**Problem 1**
In the comments about Ghosn and Nissan, translate this sentence into Spanish: "Ghosn's income is stated in Nissan's annual reports."
**Problem 2**
Write a continuation of the comments about Ghosn and Nissan, picking up after their final sentence.

As a Japanese, we all highly respect him and think he is the best foreign CEO in Japan. He made bankrupt Nissan to the number 4th car company in the world and merged Renault and Mitsusbishi Motors, 3 car companies to emerge all as stronger companies. Heck not even we can pull put bankrupt companies properly. He deserves respect were respect is due.

The people behind the scene in my opinion seem racist, why overnempaize his race and who exactly is the culprit? Wouldn't the accountants of the companies be responsible or the CFO for that matter.. Bit vague on the details on what's going on, either way he still had our respect and the Japanese people's respect as one of the best CEO's and the contributions he did to Japan and Japan Inc.

14 ( +17 / -3 )

Crime is crime whatever, so law can't ignore it, even if he saved NIssan. Probably some countries would let him go free in secret in the same/similar crime.

11 ( +13 / -2 )

Extremely strong suspicion that Ghosn appears to have done something wrong, but it all seems to be moving so rapidly - this in the land where action against CEOs or Presidents occurs at less than snail pace.

For Example - Takata Corps Shigehisa Takada, chairman & CEO, remained at the helm of his prominent family company for years, even as the evidence of 100s of injuries and deaths due to faulty products began to build.

In this case Ghosn who saved $billions for the companies and thousands of jobs etc etc gets speared by his own at the first hint of wrong doing. And the prosecutors are jumping on this like flies to carrion.

No doubt he must face the music if he's stuffed up, but all looks like a whistle blown in-house attempt to oust him asap.

More interesting days ahead.

10 ( +12 / -2 )

Olympus British CEO Michael Woodford who was also a whistleblower for his own companies flaws, the emphasis that he's British in every second line practically, is quite racist.

In case none of you remember :

https://en.wikipedia.org/wiki/Olympus_scandal

9 ( +10 / -1 )

A salary like that and he still had to steal?

8 ( +8 / -0 )

Prosecutors better know what they are doing, this is going to put a global spotlight on Japan's quasi justice system.

7 ( +9 / -2 )

This is very stupid on the Governments part. There would be no NISSAN if it wasn't for him.

This is a very, very dangerous route of thought to be on. The premise behind it is that people can do things that exempt them from having to follow the same laws as the rest of the people. When you have law that only applies to some and not others, it creates disaffection, that is a poison in society. People lose respect for the rule of law, and have no confidence in the strength of law in their country.

7 ( +13 / -6 )

Well done to the whistleblower who exposed this fraud, thankfully we won't ever know his identity. This is a warning to all the super rich and powerful that they aren't above the law

7 ( +11 / -4 )

Why would someone so wealthy need to underreport his income and divert company funds? Would he have faced a massive tax bill otherwise?

6 ( +7 / -1 )

Ghosn's income is stated in Nissan's annual reports. If the figures in the report were incorrect the accountants and board at Nissan are all to blame, not just Ghosn.

I'd also like to know more about the "misuse of company funds for private purposes". It had better be something more than e.g. using a company car at the weekend.

The usual response in these cases is a token salary cut for a few months. How many employees did Nissan fire for faking emission data? None at all. However, Ghosn isn't Japanese and is therefore held to a higher standard than the locals.

**Raw data**
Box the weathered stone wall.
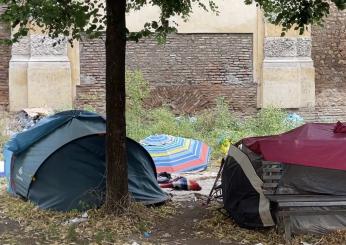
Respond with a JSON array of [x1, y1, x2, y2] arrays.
[[310, 4, 346, 121], [0, 6, 11, 108], [76, 34, 257, 114]]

**Written reply 1**
Los ingresos de Ghosn figuran en los informes anuales de Nissan.

**Written reply 2**
6 ( +8 / -2 )

We say its him who rescued Nissan. In my university, we studied deeply. Talked to lots of insiders and those restructured. The public doesn't have the whole pic. He deserve some but not all the credit. The Japanese needed an outsider face to do all the firings and restructuring. Gaijin was the perfect executioner

6 ( +9 / -3 )

Glad to hear this criminal is arrested. How astonishingly disrespectful and spiteful he must be to his own employees at Renault and Nissan.. He is done

6 ( +11 / -5 )

I am going to reserve judgement until I see more info, article doesn't make it clear if they are investigating Nissan's management led by Ghosn or whether it is after him as an individual tax payer or perhaps both & more...………

With all the fraud I have seen & read about for years here done by locals & the vast majority totally getting away with it with the exception of the odd fines, penalties.....

This will be interesting to say the least!

5 ( +6 / -1 )

Wow! Let’s not forget he pulled Nissan out of the ashes of his predecessor’s failure. Nissan was facing bankruptcy when he took over.

No one is forgetting that, but it you commit fraud, particularly if it is personal tax evasion, you must face the law - you cannot expect a pass.

5 ( +6 / -1 )

Gaijin was the perfect executioner

if that what it takes then so be it, the problem is if many Japanese CEO had the nads to cut staff and costs when it was needed and not have to worry about the loss of face and standing in society then many of those bankrupt or bailed out J companies wouldn't be in the situation they see themselves today. Cultural norms is the biggest hindrance to progress in many countries, especially Japan.

5 ( +8 / -3 )

Why not keep it going and not get so greedy? I'd be insanely satisfied.

thats the problem with greed , too much is never enough

5 ( +7 / -2 )

WtfJapan:

I don't see how firing workers and raising unemployment is a good thing. Cutting costs could be done by many avenues, including salary reductions (with company housing for those that needed it) - himself included. If I see my boss saying we need to take a pay cut (talking about employees not himself) while he makes more than 10x lowest paid worker...yeah, issue. If he were to make no more than 10x lowest paid worker the more respect and cooperation.

5 ( +8 / -3 )

Err why would a Chairman file his own taxes?? again if you live here in Japan, the company DOES YOUR TAX FOR YOU..

I do live in Japan and have for almoat twenty years and am aware that my employer does my taxes.

I also am way more familiar with the legal issues surrounding executive compensation in Japan than you are. My point is that the mere fact that the company does taxes for its employees is completely irrelevant to what is alleged to have happened here.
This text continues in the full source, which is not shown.